**Exercise details:**
Nothing but the lines from the one with "Q: For each instance of the french" to the final line should be returned, each exactly as it appears.

(Stored data)

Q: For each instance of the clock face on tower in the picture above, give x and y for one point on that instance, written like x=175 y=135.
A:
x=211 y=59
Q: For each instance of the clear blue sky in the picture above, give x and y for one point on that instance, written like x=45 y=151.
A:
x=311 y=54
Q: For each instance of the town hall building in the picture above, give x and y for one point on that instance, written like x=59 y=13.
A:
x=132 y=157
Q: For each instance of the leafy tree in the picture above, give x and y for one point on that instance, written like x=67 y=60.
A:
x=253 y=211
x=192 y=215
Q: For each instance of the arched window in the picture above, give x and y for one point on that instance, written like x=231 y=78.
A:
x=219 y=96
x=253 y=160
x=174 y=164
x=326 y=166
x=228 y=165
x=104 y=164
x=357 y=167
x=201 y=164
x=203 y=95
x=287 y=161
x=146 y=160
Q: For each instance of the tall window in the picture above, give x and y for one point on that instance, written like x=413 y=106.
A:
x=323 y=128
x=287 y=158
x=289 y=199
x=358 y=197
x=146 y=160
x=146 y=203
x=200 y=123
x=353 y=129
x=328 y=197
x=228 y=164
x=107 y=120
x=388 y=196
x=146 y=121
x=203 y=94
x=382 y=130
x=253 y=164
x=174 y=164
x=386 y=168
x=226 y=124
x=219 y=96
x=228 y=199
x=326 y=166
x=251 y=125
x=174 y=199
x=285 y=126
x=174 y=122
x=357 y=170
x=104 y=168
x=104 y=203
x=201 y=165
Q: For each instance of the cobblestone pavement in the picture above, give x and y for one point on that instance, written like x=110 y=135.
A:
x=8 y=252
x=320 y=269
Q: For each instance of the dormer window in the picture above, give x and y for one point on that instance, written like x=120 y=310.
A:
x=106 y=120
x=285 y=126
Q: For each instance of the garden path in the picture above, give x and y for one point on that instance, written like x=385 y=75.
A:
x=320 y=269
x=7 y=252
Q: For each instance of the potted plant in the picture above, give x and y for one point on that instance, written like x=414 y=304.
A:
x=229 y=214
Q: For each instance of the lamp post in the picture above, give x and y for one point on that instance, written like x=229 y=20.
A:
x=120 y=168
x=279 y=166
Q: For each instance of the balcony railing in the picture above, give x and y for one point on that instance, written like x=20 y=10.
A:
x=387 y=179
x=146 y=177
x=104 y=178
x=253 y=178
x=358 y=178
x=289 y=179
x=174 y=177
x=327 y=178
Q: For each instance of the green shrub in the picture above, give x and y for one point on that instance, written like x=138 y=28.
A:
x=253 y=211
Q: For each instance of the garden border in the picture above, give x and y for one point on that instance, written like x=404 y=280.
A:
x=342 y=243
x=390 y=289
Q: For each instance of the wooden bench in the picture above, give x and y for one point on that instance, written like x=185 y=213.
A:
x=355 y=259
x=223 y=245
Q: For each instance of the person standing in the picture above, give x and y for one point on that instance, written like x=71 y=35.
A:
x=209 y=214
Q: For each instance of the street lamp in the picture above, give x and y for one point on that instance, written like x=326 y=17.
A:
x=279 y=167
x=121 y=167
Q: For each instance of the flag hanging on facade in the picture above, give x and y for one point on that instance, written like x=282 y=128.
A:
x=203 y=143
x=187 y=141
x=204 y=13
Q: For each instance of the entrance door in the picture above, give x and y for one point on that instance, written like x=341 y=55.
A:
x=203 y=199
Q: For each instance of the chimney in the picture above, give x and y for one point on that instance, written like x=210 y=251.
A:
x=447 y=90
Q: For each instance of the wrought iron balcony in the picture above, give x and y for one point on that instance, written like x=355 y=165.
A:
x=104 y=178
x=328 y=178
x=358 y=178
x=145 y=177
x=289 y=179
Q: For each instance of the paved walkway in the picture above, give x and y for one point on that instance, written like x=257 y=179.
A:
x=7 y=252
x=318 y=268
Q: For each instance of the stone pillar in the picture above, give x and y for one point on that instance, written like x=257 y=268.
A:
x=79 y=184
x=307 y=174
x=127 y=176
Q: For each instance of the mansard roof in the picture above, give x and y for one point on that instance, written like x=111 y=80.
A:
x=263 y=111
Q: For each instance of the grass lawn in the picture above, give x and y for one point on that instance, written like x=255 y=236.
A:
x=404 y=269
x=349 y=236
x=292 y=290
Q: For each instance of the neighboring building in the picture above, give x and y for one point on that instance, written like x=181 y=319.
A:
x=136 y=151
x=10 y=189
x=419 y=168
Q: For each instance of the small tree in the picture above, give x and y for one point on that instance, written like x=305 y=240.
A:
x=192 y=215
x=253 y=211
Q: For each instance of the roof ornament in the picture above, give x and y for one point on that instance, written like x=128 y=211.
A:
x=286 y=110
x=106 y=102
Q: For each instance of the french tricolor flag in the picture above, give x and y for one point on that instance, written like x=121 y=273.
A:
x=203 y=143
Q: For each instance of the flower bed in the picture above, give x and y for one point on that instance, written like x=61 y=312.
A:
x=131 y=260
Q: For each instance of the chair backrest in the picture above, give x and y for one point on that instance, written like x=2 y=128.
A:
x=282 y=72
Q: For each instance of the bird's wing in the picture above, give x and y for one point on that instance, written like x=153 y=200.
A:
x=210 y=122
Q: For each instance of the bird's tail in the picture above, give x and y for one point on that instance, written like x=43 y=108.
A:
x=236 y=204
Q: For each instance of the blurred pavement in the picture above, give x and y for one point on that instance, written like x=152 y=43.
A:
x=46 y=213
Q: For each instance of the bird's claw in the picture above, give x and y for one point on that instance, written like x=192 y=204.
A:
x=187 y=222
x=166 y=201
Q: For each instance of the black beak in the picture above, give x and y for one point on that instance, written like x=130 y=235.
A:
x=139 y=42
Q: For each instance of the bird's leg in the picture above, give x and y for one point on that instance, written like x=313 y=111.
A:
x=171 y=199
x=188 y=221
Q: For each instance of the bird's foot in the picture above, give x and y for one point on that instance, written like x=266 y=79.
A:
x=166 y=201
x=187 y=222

**Solution:**
Q: For each instance of the french tricolor flag in the picture above, give x and y for one point on that instance, written like x=121 y=273.
A:
x=203 y=143
Q: For each instance of the flower bed in the picture above, give x and y for one point on that instance, written like x=61 y=312.
A:
x=131 y=260
Q: For each instance of the chair backrest in the picture above, give x and y for one point on that instance, written like x=2 y=128.
A:
x=282 y=72
Q: For each instance of the bird's wing in the picture above, give x and y for one point on that instance, written like x=153 y=200.
A:
x=210 y=122
Q: For each instance of the bird's tail in the picture above, give x and y for one point on that instance, written like x=43 y=108.
A:
x=236 y=204
Q: For each instance of the blurred pavement in the picture above, give x and y for one point on that instance, written like x=152 y=43.
A:
x=46 y=213
Q: For each instance of the bird's claw in the picture above, give x and y for one point on that instance, written like x=192 y=204.
A:
x=187 y=222
x=166 y=201
Q: For each instance of the black beak in the picture above, give x and y for one point on that instance, written like x=130 y=235.
A:
x=139 y=42
Q: For each instance of the bird's leg in the picture above, give x and y for one point on that instance, written like x=313 y=111.
A:
x=171 y=199
x=188 y=221
Q: For each instance of the bird's foot in the picture above, give x and y for one point on that instance, written like x=266 y=79.
A:
x=166 y=201
x=187 y=222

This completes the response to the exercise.